> [Supplied data]
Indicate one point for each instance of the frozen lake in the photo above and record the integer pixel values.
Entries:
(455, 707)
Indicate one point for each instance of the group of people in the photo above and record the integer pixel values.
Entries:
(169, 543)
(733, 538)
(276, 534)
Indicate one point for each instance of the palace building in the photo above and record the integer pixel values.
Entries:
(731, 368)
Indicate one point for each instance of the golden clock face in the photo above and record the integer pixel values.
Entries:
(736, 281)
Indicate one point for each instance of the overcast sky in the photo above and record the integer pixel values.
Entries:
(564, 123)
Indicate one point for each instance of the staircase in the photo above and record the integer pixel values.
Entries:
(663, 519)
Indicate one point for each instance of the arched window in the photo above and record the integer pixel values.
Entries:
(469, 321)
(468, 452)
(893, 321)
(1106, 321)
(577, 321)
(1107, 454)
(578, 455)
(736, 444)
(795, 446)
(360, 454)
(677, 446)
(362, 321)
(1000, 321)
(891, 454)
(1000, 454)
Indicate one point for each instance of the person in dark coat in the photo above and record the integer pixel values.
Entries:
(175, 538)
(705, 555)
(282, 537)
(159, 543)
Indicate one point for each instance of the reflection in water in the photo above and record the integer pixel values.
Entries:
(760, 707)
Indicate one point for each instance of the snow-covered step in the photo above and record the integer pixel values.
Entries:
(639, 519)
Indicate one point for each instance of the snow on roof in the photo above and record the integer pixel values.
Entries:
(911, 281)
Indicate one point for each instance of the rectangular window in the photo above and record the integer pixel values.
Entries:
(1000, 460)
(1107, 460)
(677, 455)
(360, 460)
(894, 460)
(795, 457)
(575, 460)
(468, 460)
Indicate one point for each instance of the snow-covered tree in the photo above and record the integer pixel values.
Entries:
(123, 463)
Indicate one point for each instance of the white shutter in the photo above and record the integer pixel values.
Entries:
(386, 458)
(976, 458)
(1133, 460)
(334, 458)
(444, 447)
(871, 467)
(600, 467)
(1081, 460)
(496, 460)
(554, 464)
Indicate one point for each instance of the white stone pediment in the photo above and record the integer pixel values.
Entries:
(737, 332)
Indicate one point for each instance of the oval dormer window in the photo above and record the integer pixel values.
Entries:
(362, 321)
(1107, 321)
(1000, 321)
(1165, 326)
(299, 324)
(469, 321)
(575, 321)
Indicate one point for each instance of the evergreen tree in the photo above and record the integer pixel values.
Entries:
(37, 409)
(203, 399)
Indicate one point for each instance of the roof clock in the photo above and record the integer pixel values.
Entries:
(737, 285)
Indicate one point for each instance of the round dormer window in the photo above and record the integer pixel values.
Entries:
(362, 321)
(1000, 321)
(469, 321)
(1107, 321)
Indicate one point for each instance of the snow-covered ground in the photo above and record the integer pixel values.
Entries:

> [Exercise description]
Wherever the string "tree" occurs in the listing, return the line it sits on.

> [Answer to this problem]
Indicate one point for each instance of the snow-covered tree in the photo above and record the integer pixel values.
Indicate one point for each instance of the evergreen tree in the photo above and record the integer pixel values.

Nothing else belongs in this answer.